Present the lines of the records below as a Markdown table with the columns Row and Line, starting with the line containing "Target: tree trunk" and continuing through the final line of the records. Number each row in the Row column, place the line in the Line column, and omit any blank lines.

--- Given records ---
** Begin **

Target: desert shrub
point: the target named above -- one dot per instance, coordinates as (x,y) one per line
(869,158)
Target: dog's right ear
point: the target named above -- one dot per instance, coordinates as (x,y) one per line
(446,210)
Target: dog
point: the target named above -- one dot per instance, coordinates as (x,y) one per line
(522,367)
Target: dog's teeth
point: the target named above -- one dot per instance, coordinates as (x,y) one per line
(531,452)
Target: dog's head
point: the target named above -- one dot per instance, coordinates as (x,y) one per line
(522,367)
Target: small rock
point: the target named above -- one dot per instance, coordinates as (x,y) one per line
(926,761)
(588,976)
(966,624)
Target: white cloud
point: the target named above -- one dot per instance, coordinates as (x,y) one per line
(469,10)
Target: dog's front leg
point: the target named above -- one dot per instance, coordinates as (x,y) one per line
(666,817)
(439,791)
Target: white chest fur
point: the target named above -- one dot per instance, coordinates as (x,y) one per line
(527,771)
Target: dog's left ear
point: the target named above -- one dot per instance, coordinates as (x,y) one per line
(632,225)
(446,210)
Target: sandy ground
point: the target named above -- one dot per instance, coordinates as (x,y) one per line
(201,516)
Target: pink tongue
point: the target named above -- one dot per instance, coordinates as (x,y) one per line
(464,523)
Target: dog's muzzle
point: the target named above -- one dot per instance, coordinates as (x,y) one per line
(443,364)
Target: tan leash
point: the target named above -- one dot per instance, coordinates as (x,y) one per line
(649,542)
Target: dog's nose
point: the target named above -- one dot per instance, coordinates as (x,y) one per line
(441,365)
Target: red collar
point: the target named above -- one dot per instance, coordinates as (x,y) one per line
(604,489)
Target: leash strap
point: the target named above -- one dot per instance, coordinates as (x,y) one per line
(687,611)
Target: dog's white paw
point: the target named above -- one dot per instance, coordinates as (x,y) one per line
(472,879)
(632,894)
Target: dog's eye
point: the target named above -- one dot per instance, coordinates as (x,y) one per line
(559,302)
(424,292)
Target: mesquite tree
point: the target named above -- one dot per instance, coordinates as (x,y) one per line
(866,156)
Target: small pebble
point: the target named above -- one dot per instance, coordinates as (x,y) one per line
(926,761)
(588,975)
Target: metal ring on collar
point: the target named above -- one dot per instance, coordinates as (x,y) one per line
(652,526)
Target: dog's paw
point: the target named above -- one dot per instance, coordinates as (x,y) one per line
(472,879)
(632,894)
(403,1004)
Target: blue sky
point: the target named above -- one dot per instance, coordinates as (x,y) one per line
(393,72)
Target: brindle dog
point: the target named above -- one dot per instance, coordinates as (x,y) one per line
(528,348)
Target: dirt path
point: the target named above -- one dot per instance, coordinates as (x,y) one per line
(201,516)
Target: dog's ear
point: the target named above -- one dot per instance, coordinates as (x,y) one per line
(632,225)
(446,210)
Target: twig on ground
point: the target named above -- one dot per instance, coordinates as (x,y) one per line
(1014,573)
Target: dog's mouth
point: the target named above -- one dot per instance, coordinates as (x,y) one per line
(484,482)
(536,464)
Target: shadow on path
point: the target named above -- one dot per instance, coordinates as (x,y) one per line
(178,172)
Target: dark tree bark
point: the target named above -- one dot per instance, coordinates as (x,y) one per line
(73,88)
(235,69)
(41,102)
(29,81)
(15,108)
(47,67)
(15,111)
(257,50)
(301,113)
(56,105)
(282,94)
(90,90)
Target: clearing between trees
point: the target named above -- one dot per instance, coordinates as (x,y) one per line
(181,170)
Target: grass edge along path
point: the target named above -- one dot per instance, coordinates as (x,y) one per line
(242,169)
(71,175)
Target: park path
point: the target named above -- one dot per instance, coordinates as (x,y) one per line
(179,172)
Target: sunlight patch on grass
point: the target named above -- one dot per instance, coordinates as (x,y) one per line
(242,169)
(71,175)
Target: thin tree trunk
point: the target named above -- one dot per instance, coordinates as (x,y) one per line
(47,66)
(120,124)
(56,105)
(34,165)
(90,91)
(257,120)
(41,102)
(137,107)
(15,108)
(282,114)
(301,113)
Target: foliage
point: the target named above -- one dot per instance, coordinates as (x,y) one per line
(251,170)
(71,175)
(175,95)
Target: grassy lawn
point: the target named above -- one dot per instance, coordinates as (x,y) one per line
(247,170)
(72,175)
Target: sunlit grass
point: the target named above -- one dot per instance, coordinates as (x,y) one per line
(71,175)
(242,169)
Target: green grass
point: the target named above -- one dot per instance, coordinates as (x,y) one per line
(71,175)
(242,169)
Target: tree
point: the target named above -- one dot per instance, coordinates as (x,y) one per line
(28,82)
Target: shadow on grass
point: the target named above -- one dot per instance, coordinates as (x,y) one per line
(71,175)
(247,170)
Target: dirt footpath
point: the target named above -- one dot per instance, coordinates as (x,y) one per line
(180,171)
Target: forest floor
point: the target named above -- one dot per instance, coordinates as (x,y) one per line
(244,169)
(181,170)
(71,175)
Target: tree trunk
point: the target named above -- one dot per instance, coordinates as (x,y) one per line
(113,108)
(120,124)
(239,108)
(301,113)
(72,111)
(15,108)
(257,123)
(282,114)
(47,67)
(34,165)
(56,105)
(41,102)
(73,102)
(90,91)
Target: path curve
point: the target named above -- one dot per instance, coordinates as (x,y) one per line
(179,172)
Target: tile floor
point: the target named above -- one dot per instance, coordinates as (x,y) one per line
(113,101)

** End **

--- Solution to this exercise ---
| Row | Line |
|---|---|
| 1 | Target: tree trunk |
| 2 | point: the target named above -- one dot per instance, coordinates as (x,y) one per line |
| 3 | (113,108) |
| 4 | (120,124) |
| 5 | (239,108) |
| 6 | (301,113) |
| 7 | (72,111) |
| 8 | (15,108) |
| 9 | (257,123) |
| 10 | (282,114) |
| 11 | (47,67) |
| 12 | (34,165) |
| 13 | (56,105) |
| 14 | (41,102) |
| 15 | (73,102) |
| 16 | (90,91) |
| 17 | Target: path curve |
| 18 | point: the target named above -- one dot per instance, coordinates as (x,y) one per line |
| 19 | (179,172) |
| 20 | Target: tile floor |
| 21 | point: the target named above -- one dot per instance, coordinates as (x,y) one per line |
| 22 | (113,101) |